Data records:
------------------------------------------------------------------------

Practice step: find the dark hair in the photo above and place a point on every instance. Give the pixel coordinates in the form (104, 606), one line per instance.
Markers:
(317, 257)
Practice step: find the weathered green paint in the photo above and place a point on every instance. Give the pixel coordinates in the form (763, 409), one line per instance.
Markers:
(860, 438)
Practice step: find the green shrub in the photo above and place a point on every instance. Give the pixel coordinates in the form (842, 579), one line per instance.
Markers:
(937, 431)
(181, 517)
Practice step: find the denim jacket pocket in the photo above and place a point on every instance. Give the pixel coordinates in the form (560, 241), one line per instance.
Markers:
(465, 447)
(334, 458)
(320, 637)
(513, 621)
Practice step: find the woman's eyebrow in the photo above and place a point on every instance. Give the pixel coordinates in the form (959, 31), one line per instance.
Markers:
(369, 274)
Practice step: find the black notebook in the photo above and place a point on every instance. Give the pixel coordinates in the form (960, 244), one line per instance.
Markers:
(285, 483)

------------------------------------------------------------------------

Goal of the exercise: Copy out all of the items above line by line, with no changes to any word, number, or punctuation mark.

Correct response:
Practice step: find the dark hair in the photo above and place a point on every instance. Give the pixel coordinates in the form (104, 606), one line per instance.
Markers:
(317, 257)
Practice step: find the weathered green paint in the photo above and place a point on every instance. Give the pixel coordinates in the form (763, 409), one line per instance.
Markers:
(860, 438)
Practice step: find the green shrub in the photo above and place a point on every instance. Give the pixel coordinates in the form (842, 579), one line per instance.
Markers:
(937, 431)
(181, 517)
Practice step: find the denim jacket pocket in the photo above and place a point on every instance. Give the pixel coordinates in the form (560, 241), one line per instance.
Markers:
(465, 447)
(334, 458)
(320, 637)
(513, 621)
Practice step: find the woman's eyebrow in the photo above and place a point on every instance. Give the pixel coordinates in the form (959, 31), one line per instance.
Markers:
(369, 274)
Practice step: find the black notebook in the photo above and place a point on every instance. Give the pixel coordinates in the form (960, 244), one line per instance.
Markers:
(285, 483)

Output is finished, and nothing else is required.